▶ **TAREFA PROPOSTA 1**:
Mostra todas as linhas dos registos que contêm a palavra "jacket", tendo em conta maiúsculas e minúsculas.

▶ **EXCERTO TRANSCRITO**:
Desde já os parabéns ao Dave e ao Squidward pelas magnificas fotos.

Neste momento o céu está com poucas nuvens e estão 25.0ºC, hoje não acredito mesmo nada que chova por cá mas....


----------



## Relâmpago (22 Set 2008 às 16:58)

*Re: Seg.Esp. Chuva e Trovoada: Sistema depressionário «Dulce» - Setembro 2008*

Muito obrigado pelas vossas fotos e vídeos espectaculares. No caso do Dave, parece-me que ele captou 3 descargas nuvem-solo em pouco espaço de tempo. É notável. Tal não era a carga que o 'condensador' guardava

Aqui, por Lisboa, parece-me que vamos precisar de adquirir a máquina de Tesla, para fazermos fotografias espectaculares. 
Bem, o dia ainda não acabou. A pressão, muito ligeiramente, vai descendo. Há agora mais cumulus por cima de mim. Até ao lavar dos cestos é vindima, lá diz o povo. Tenhamos fé nos 'restos mortais' da Dulce


----------



## *Marta* (22 Set 2008 às 17:07)

*Re: Seg.Esp. Chuva e Trovoada: Sistema depressionário «Dulce» - Setembro 2008*

Por aqui, ouvi há pouco o primeiro trovão. Chuvisca de vez em quando, mas nada de especial...


----------



## AnDré (22 Set 2008 às 17:08)

*Re: Seg.Esp. Chuva e Trovoada: Sistema depressionário «Dulce» - Setembro 2008*

Boa tarde pessoal.

Grandes registos e boas fotos!

Por aqui nada de novo. A Dulce insiste em deixar o pluviometro nos 0,0mm.
Há uma hora atrás chovia com bastante intensidade mesmo aqui ao meu lado em Loures, mas aqui nem pinga caiu. Choveu qualquer coisa também na zona do Lumiar e Telheiras, mas nada de relevante.
Trovoadas também nada! Estou a zeros!

Depois de uma noite animada em Trás-os-montes, e de uma manhã de surpresas no Porto, é o Alentejo que está agora em destaque!


----------



## DRC (22 Set 2008 às 17:25)

*Re: Seg.Esp. Chuva e Trovoada: Sistema depressionário «Dulce» - Setembro 2008*

Como acham que vai ser o Outono 2008?
Vão ao novo tópico "OUTONO 2008" e dêem a vossa opinião.


----------



## MSantos (22 Set 2008 às 17:25)

*Re: Seg.Esp. Chuva e Trovoada: Sistema depressionário «Dulce» - Setembro 2008*

Boa tarde

Aqui em Bragança o céu está encoberto mas não chove...

▶ **TAREFA PROPOSTA 2**:
Traduz para inglês esta frase do excerto: «Por aqui, ouvi há pouco o primeiro trovão.»

▶ **REGISTOS LISTADOS**:

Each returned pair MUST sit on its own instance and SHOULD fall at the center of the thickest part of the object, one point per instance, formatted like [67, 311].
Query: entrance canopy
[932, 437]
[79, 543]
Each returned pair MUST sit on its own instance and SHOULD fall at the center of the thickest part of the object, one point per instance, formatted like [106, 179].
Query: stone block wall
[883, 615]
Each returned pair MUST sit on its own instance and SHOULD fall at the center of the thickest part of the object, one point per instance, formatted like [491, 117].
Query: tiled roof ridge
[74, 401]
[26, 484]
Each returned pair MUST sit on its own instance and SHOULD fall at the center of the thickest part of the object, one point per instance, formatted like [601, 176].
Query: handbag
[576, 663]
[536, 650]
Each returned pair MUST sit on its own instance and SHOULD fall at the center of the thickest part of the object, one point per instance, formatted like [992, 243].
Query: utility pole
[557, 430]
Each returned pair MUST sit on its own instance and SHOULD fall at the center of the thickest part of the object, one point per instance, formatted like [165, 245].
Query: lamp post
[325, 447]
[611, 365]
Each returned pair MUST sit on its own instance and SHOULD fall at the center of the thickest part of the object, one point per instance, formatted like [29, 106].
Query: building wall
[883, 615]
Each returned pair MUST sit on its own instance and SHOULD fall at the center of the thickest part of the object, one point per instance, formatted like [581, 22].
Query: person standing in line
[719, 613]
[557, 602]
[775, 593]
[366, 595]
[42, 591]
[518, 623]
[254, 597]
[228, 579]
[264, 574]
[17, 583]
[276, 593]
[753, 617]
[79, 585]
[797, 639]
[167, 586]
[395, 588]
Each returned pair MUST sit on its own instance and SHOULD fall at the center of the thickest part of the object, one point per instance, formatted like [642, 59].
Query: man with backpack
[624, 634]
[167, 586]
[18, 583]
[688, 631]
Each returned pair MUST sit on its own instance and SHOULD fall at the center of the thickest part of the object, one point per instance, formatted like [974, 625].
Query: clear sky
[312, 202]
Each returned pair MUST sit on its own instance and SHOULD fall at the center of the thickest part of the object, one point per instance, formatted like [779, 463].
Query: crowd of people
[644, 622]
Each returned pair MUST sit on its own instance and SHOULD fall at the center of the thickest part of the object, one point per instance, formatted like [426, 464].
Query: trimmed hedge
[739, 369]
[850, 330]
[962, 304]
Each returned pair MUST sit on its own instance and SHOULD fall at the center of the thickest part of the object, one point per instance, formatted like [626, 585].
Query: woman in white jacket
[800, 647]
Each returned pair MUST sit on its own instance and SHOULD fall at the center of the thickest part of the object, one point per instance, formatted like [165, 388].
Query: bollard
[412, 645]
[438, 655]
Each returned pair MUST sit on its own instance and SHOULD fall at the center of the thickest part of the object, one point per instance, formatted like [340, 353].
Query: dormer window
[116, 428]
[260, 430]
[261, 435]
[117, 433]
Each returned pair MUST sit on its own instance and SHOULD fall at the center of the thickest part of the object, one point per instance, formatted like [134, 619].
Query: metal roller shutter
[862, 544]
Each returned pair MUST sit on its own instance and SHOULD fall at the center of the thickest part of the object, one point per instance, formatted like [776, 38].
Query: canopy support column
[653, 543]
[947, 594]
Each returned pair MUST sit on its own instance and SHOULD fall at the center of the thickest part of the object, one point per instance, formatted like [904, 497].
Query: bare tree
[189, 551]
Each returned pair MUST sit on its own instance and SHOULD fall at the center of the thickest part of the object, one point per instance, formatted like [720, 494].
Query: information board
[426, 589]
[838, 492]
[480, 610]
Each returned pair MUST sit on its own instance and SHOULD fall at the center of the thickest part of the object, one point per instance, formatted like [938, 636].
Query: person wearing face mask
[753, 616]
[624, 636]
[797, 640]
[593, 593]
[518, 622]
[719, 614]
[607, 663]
==
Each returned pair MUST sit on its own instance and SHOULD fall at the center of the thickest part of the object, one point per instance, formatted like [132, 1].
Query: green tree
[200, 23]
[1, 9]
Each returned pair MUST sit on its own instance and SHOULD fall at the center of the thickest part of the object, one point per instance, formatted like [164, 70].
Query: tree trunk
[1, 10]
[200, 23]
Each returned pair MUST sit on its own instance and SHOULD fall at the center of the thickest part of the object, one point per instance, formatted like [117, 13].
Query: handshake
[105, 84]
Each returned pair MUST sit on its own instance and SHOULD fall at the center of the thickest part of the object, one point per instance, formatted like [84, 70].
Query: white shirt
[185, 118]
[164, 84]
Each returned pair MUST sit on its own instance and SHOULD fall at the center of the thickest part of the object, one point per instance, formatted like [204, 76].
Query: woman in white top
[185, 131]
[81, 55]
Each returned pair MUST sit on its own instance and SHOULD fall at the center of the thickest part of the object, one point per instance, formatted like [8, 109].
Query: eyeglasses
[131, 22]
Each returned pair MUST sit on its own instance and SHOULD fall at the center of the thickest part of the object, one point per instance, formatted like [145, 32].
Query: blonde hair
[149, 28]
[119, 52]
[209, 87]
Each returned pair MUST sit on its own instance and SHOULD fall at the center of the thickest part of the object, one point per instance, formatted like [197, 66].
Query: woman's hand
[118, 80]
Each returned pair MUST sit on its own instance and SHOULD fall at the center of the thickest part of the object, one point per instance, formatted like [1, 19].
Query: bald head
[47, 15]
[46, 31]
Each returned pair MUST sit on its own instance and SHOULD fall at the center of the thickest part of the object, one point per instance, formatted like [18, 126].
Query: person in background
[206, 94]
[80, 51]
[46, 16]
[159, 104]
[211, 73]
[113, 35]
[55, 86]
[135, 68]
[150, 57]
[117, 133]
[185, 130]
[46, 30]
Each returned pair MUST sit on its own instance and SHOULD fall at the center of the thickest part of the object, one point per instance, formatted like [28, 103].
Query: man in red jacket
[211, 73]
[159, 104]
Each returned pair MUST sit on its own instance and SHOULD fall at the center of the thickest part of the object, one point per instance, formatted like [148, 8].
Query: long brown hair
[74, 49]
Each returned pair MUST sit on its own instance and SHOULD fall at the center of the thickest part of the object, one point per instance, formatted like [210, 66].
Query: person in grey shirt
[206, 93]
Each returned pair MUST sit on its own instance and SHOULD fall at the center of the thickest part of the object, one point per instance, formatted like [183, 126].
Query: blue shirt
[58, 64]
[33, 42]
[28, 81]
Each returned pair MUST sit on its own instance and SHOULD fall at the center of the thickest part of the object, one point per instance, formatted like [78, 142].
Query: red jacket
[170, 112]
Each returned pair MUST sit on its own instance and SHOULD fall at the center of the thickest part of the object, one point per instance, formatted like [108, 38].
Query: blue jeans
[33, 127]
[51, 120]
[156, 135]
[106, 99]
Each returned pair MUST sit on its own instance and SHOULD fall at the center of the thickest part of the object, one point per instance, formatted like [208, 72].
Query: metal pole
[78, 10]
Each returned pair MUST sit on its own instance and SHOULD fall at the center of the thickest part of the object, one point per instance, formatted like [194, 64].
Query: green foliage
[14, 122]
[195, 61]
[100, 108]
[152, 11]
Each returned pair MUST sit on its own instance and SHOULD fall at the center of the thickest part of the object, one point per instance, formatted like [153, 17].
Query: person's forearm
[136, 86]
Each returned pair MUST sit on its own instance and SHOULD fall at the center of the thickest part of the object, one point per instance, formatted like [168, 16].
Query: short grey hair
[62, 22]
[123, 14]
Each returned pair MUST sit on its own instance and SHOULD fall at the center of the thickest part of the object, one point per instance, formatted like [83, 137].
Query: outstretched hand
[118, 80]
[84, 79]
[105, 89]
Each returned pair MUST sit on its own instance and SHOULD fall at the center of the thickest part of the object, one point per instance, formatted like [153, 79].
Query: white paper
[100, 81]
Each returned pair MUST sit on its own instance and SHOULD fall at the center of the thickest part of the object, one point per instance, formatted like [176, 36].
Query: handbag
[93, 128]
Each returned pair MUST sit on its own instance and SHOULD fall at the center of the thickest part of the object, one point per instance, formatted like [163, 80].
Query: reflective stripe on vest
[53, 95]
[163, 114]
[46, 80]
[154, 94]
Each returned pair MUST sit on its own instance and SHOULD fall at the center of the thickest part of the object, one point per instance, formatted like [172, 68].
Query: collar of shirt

▶ **RESOLUÇÃO DO EXERCÍCIO 1**:
Query: woman in white jacket
Query: man in red jacket
Query: red jacket

▶ **RESOLUÇÃO DO EXERCÍCIO 2**:
Around here, I heard the first thunderclap a short while ago.